Rewrite the material below, substituting "rectangular frame" for each occurrence of "bounding box" and leaving every other word as it is.

[Extracted records]
..........
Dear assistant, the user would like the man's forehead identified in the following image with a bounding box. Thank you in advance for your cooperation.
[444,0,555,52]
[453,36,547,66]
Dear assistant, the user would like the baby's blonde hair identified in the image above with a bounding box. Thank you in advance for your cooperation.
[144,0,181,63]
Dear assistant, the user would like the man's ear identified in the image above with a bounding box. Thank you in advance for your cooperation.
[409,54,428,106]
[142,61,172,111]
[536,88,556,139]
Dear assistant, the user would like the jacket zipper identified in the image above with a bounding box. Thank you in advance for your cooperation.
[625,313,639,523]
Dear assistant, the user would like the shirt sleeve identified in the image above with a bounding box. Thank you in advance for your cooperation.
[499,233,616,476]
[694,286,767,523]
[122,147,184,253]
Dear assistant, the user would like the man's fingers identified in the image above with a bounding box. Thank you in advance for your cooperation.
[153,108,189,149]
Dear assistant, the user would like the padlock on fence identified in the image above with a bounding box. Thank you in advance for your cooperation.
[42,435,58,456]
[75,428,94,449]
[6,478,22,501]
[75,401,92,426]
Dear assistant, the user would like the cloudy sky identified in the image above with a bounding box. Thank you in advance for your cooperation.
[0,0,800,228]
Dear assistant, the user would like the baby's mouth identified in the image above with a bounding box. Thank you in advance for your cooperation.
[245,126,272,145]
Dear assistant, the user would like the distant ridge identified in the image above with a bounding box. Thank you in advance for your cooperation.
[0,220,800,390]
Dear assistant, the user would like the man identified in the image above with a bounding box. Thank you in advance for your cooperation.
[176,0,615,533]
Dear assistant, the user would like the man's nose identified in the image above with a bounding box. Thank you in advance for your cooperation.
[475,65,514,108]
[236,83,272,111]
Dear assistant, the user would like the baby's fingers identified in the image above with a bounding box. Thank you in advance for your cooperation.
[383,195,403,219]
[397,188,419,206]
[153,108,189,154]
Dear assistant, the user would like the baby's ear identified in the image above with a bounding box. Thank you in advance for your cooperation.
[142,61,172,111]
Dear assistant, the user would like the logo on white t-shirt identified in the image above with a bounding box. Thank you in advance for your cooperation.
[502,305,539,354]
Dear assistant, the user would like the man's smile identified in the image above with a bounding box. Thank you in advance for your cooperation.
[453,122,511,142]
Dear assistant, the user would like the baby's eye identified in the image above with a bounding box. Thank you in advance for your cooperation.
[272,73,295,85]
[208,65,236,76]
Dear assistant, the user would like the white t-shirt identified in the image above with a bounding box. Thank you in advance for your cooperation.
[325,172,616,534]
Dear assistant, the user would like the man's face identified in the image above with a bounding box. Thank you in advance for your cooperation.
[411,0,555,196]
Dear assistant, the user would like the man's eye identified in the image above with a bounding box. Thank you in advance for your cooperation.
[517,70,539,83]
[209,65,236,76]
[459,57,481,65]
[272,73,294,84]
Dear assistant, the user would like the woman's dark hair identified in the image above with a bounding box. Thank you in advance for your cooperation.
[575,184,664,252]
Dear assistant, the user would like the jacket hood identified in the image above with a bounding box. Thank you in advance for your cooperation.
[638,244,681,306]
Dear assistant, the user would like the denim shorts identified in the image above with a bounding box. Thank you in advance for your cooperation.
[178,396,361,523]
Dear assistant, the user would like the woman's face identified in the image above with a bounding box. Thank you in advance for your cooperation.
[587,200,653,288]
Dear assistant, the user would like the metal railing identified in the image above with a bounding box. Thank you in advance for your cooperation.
..........
### EXERCISE ANSWER:
Dear assistant, the user would like the man's forehead identified in the following image with a rectangular frame. Thank you in advance for your cooperation.
[444,0,555,52]
[453,36,547,66]
Dear assistant, the user would like the baby's blonde hair identified in the image above with a rectangular frame. Thank you in advance for your cooperation.
[144,0,181,63]
Dear assistant, the user would like the man's ear identified in the image above with a rectangular frame. Thank you in advance for your cooperation.
[409,54,428,106]
[142,61,172,111]
[536,88,556,139]
Dear assistant, the user would like the jacket zipper identified in the image above with a rectangular frame. Thank you in advance for your cooperation.
[625,313,639,523]
Dear assistant, the user would like the shirt sleeve identified in the image above with a rectangular frame. Thank you in advance for your cooperation.
[499,233,616,476]
[694,286,767,523]
[122,147,184,253]
Dear assistant, the user would like the man's fingers identified in the image above with a rectangular frame. Thank you in advance for your cooperation.
[153,108,189,149]
Dear assistant, the user would like the padlock on fence identified in the image above with a rectangular frame. Thank you in advance for your cooperation.
[42,435,58,456]
[75,428,94,449]
[6,478,22,501]
[75,401,92,426]
Dear assistant, the user would like the cloudy sky identified in the image above with a rectangular frame. Thank you in advance for your cooperation.
[0,0,800,228]
Dear assistant, the user would like the baby's mouth identified in the image above with a rectangular frame. Thank you in advance for your cooperation.
[245,126,272,145]
Dear assistant, the user would like the distant ridge identified in the image above with a rectangular frame. Thank you in advance for your cooperation.
[0,220,800,390]
Dear assistant, the user would like the man identified in the image above with a rectangular frame. Thank you in advance for your cooperation.
[176,0,615,533]
Dear assistant, the user would like the man's nose identified in the image above with a rectangular frame. Thank you in advance for your cooperation.
[475,65,514,108]
[236,83,272,111]
Dear assistant, the user would like the baby's fingers identified in the image above with a rectangular frame. Thank you in advance for your cooperation.
[383,195,403,219]
[397,188,419,206]
[153,108,189,154]
Dear assistant, the user would like the baby's ear identified in the image above with a rectangular frame. Thank you in advance for your cooperation.
[142,61,172,111]
Dear assistant, the user would like the logo on white t-shirt identified in the image above with a rectangular frame. Thank you in advance for your cooperation.
[502,305,539,354]
Dear assistant, the user would like the man's smile identified in the image above with a rectangular frame. Thank you in advance for your cooperation.
[453,122,511,142]
Dear assistant, the user would like the baby's eye identified in the image above with a rectangular frame. Thank you in advance for your cooperation.
[272,73,295,85]
[208,65,236,76]
Dear assistant, the user would like the white t-shirt identified in the image above with a rectangular frame. Thank you in advance for your cooperation.
[325,172,616,534]
Dear assistant, the user would like the man's face identified in the image above with a rectangular frame. Thank you in advance for your cooperation.
[411,0,555,196]
Dear assistant, the user would like the man's eye identified in the image above with a rectangular frame. Thank you in advance for your cooperation.
[517,70,539,83]
[209,65,236,76]
[459,57,481,65]
[272,73,294,84]
Dear assistant, the user would like the woman's dark hair identified in the image above with a rectangular frame. Thank you in advance for your cooperation.
[575,184,664,252]
Dear assistant, the user would like the jacket hood identified in the image above with a rectangular frame. Thank you in advance for your cooperation.
[638,244,681,306]
Dear assistant, the user would like the denim shorts identified in the image above with a rectangular frame. Thank you in advance for your cooperation.
[178,396,361,523]
Dear assistant, the user would like the woman's face identified in the image above with a rectangular frame. Thank you in advance for your cooperation.
[587,200,653,288]
Dear assistant, the user would like the metal railing identified in the image above with a rectangular frame. Thank you in advance for your cooperation.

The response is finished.